3.3. Support Vector Regression Assisted Adaptive Filter Algorithm Specific Process

In the last section, the principle of the adaptive filter based on the VB theory is described, but it cannot be denied that in practical applications, the anti-interference ability of this filter is low, especially in the DVL measurement process. Such outliers can easily lead to filter instability. The idea of the traditional robust filter is to reconstruct the measurement noise matrix based on statistical theory, and to discriminate and eliminate outliers. However, when the number of iterations is too large or it is affected by external non-Gaussian noise, it is easy to cause the problem of inaccurate singular value decomposition or even divergence in the filtering process. Therefore, a method specially designed for outlier elimination of external sensors is adopted to improve the robustness of the integrated navigation system. The specific principles are as follows:

Firstly, the time update can be described as Equation (37):

$$\{\begin{array}{l}{\widehat{x}}_{k|k-1}=F_{k-1}{\widehat{x}}_{k-1|k-1}\\ {\widehat{P}}_{k|k-1}=F_{k-1}{P}_{k-1|k-1}{F}_{k-1}^T+{\widehat{Q}}_{k-1}\end{array}$$

(37)

After the time update, the measurement update should have been performed. Here, the DVL data is processed by the SVR method before the measurement update. First, a sliding window of length needs to be established, then at the current moment, the historical measurement data set of external sensors is $\left\{y_{k-L},y_{k-L+1},\cdots ,y_{k-m}\right\}$, when using one of the data for prediction, the Equation (38) mapping relationship can be established, where $m$ is called the model order.

$${\widehat{y}}_k=\mathit{\phi }\left(y_{k-1},y_{k-2},\cdots ,y_{k-m}\right)$$

(38)

In order to use the SVR algorithm to train the prediction function, the historical data samples of the sensor are reconstructed and transformed into input samples in the form of a matrix. The input and output samples are respectively $\mathit{Y}$ and $\mathit{Z}$, the specific form is as Equation (39).

$$\{\begin{array}{l}\mathit{Y}=\left[\begin{array}{cccc}{y}_{k-N}& y_{k-N+1}& \cdots & y_{k-N+m-1}\\ y_{k-N+1}& y_{k-N+2}& \cdots & y_{k-N+m}\\ ⋮& ⋮& ⋮& ⋮\\ y_{k-m}& y_{k-m+1}& \cdots & y_{k-2}\end{array}\right]\\ \mathit{Z}=\left[\begin{array}{c}{y}_{k-N+m}\\ y_{k-N+m+1}\\ ⋮\\ y_{k-1}\end{array}\right]\end{array}$$

(39)

(Stored data)
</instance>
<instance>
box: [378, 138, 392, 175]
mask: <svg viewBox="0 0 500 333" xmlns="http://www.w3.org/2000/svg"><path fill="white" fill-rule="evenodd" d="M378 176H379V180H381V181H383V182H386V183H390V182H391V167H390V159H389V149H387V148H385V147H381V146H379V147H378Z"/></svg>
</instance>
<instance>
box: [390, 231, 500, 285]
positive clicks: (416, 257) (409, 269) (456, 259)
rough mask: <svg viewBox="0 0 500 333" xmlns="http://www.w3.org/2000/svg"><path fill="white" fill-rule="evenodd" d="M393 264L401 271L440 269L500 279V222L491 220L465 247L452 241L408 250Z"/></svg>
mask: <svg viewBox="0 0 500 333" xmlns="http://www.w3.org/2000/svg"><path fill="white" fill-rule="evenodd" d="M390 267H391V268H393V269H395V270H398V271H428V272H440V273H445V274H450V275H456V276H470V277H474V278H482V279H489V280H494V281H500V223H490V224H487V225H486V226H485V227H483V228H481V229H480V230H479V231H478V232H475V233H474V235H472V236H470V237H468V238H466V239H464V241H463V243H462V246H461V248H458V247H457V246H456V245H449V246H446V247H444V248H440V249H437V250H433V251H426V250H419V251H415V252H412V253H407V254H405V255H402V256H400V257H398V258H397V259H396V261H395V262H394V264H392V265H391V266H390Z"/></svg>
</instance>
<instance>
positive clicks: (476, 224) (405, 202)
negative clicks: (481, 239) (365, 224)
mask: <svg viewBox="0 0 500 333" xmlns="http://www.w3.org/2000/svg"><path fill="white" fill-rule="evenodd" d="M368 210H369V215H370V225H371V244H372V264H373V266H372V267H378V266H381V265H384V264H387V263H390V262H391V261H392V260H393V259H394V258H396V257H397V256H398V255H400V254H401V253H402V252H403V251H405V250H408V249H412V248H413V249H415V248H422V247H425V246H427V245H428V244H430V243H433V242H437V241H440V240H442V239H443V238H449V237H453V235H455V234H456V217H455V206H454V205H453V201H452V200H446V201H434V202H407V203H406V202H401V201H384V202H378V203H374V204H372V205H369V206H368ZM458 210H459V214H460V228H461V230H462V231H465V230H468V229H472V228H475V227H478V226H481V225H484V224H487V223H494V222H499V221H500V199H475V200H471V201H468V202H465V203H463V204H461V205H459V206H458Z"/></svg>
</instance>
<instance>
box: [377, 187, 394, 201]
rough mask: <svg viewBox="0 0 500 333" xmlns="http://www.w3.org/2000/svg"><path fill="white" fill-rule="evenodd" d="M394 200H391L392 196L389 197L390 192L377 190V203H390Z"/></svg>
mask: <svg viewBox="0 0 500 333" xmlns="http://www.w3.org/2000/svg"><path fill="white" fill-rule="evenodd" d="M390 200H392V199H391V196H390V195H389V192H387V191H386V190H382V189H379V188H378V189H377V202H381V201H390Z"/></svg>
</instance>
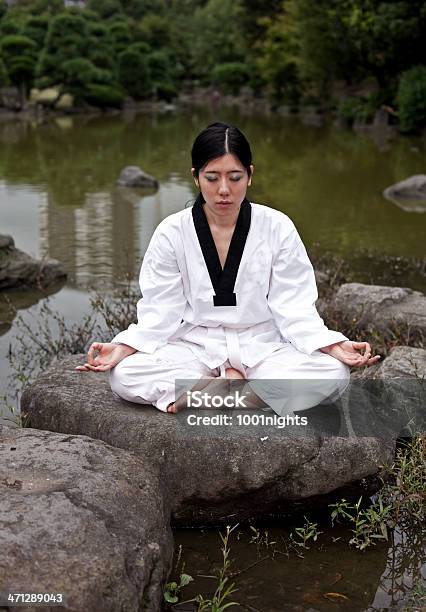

Job 1: Count the lines of the records that contain the string "rough", and give only that number.
Job 2: Continue the passage on the support vector regression assisted filter from the point where it stops.
The text and the records have no connection to each other.

Answer space 1: 2

Answer space 2:
By training the above training samples, the predicted value ${\widehat{y}}_k$ at the current moment is obtained as shown in the Equation (40)

$${\widehat{y}}_k={\displaystyle \sum _{i=1}^{N-m}\left({\alpha }_i-{\alpha }_i^{*}\right)k\left(Z_i,Z_k\right)+b}$$

(40)

After the predicted value is obtained, it is necessary to carry out the step of discriminating outliers. Here, the innovation $\tilde{y}=\mathit{H}{\widehat{x}}_{k|k-1}$ is introduced to discriminate outliers. The specific form is as Equation (41)

$$\Delta y=\{\begin{array}{l}{y}_k-{\tilde{y}}_k\ge T\hspace{1em}{y}_k \mathrm{is} \mathrm{outlier} \\ y_k-{\tilde{y}}_k<T\hspace{1em}{y}_k \mathrm{is} \mathrm{not} \mathrm{outlier} \end{array}$$

(41)

The selection principle of the discriminant threshold $T$ is usually carried out in accordance with the principle of $3\sigma$, the threshold value can be selected by the difference between the actual value and the predicted value in the sliding window. The average value and standard deviation in the sliding window are defined as Equation (42).

$$\{\begin{array}{l}\delta \overline{y}=\frac{1}{L}{\displaystyle \sum _{i=1}^L\left(y_i-{\widehat{y}}_i\right)}\\ {\sigma }_y=\frac{1}{N-1}\sqrt{{\displaystyle \sum _{i=1}^N{\left(\delta y_i-\delta \overline{y}\right)}^2}}\end{array}$$

(42)

After obtaining the mean and standard deviation of the difference between the actual value and the predicted value in the sliding window, set the threshold $T=3{\sigma }_y$. When the difference between the real value and the innovation $\Delta y$ is greater than the threshold $T$, the predicted value is used to replace the real value for measurement update. The specific schematic diagram is shown as Figure 4.

Figure 4. Schematic diagram of Outlier Replacement.

The next step is to perform the measurement update, and the parameters need to be initialized before the update. Equation (43) represents the initialization process.

$$\{\begin{array}{l}{\widehat{x}}_{k|k}^{\left(0\right)}={\widehat{x}}_{k|k-1},P_{k|k}^{\left(0\right)}={\tilde{P}}_{k|k-1}\\ {\widehat{m}}_{k|k-1}=n+\tau +1,{\hat{\mathrm{M}}}_{k|k-1}=\tau {\tilde{P}}_{k|k-1}\\ {\widehat{\mathit{v}}}_{k|k-1}=\rho \left({\widehat{\mathit{v}}}_{k-1|k-1}-m-1\right)+m+1,{\hat{\mathrm{V}}}_{k|k-1}=\rho {\hat{\mathrm{V}}}_{k-1|k-1}\end{array}$$

(43)

Enter the fixed-point iterative update process after initializing the parameter values.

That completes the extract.